(Directions):
Return all the records, each one exactly as given.

Point localization data
● ● ●

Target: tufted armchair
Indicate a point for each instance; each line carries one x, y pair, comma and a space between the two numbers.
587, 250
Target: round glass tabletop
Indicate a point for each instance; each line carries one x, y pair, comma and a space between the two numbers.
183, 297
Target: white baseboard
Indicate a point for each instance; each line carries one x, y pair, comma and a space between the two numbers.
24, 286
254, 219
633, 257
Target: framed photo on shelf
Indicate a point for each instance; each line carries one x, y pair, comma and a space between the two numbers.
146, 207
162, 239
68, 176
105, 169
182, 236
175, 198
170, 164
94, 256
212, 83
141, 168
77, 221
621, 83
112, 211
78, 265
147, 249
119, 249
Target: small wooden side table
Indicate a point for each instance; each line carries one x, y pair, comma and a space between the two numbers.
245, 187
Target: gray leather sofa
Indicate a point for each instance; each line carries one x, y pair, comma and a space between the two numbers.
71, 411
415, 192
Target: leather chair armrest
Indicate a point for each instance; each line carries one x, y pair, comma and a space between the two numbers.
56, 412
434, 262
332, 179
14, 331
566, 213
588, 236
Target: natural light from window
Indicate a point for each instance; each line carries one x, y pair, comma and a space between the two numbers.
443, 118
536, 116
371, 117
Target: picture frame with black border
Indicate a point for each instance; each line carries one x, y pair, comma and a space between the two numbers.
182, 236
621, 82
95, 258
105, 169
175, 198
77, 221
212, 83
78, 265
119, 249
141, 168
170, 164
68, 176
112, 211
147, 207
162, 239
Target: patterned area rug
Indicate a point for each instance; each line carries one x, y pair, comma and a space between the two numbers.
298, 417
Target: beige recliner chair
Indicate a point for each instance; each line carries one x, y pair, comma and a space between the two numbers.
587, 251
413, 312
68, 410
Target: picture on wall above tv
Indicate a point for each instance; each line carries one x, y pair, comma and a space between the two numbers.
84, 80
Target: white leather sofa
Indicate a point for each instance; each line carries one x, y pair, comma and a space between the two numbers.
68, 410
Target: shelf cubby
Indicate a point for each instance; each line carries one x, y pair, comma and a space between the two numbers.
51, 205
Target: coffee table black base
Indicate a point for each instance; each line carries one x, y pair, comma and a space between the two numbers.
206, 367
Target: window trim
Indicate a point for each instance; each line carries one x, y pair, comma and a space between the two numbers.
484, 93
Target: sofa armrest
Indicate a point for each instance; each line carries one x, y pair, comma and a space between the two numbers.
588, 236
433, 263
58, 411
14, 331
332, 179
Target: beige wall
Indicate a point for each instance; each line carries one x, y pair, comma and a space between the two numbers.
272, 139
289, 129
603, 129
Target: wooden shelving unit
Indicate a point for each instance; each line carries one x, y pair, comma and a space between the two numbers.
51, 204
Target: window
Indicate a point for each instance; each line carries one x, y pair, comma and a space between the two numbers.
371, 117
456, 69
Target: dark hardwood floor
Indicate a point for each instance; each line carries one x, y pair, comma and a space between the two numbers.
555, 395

● ● ●

(Expected output):
Target: tufted armchair
Indicate a point for each instance; each line carries one x, y pair, comma and a space between the two numbers.
587, 250
Target: round glass tabletop
Indicate a point for each instance; each line carries one x, y pair, comma and a space between the two numbers.
183, 297
Target: white baseboard
Indicate a point for each instance; each line carries one x, y pair, comma and a space between the two numbers.
24, 286
254, 219
633, 257
Target: framed photo on shelf
Indicate a point for each instance; each line carries one x, y pair, comma and a space between the two numbers.
146, 207
162, 239
68, 176
105, 169
182, 236
175, 198
170, 164
94, 256
212, 83
141, 168
77, 221
621, 83
112, 211
78, 265
147, 249
119, 249
Target: small wooden side table
Indicate a point for each instance; each line carries one x, y pair, comma and a space between the two numbers.
245, 187
Target: gray leather sofa
Indicate a point for each instance; each line carries one x, y pair, comma and a space between the two numbers.
71, 411
415, 192
Target: leather chair armrest
Indicate a point for each instance; each line carries one x, y pair, comma and a space between the two numbers.
56, 412
434, 262
332, 179
14, 331
566, 213
588, 236
Target: natural light from window
Indicate a point for each instance; each line carries one x, y pair, comma and a space between the two numbers.
443, 118
536, 116
371, 117
Target: picture frame with black border
Indicate a point for each instance; each line carries one x, y pair, comma and a space between the two numbers.
182, 236
621, 82
95, 258
105, 169
175, 198
77, 221
212, 83
78, 265
119, 249
141, 168
170, 164
68, 176
112, 211
147, 207
162, 239
Target: patterned area rug
Indicate a point for each instance; each line carries one x, y pair, comma and a space between the two numbers.
298, 417
Target: beige recliner chair
Indicate a point for each instance; each line carries one x, y pair, comma and a space between the two numbers.
587, 251
413, 312
68, 410
Target: picture on wall above tv
Indicate a point for each instance; each line carries one x, y pair, comma and a space between the two numbers.
84, 80
Target: white leather sofa
Indicate a point for each instance; each line carries one x, y pair, comma and a space between the two numbers.
68, 410
Target: shelf cubby
Indicate a point for each instance; each line carries one x, y pair, comma and a space between the two numbers.
51, 205
Target: coffee table black base
Indicate a point for each instance; each line carries one x, y pair, comma and a space between the two numbers.
206, 367
Target: window trim
Indicate a point for each instance; each line carries one x, y pair, comma and a space between the two numbers.
484, 93
Target: sofa armrest
Indicate a point for each instance; each line carries one x, y pair, comma and a space between the two numbers.
588, 236
433, 263
58, 411
14, 331
332, 179
Target: beige wall
Indicate a point for each instance; each line carries one x, y pair, comma and a space between the two numbers.
272, 139
289, 129
603, 129
Target: wooden shelving unit
Indicate a point for each instance; each line carries one x, y pair, comma and a space between the two numbers.
51, 204
Target: window
Indicate a point for each instance; each line carries one x, y pair, comma and a space between the two numbers.
371, 117
456, 69
Target: dark hardwood floor
Indicate a point for each instance; each line carries one x, y pair, comma and a space between the two numbers.
555, 395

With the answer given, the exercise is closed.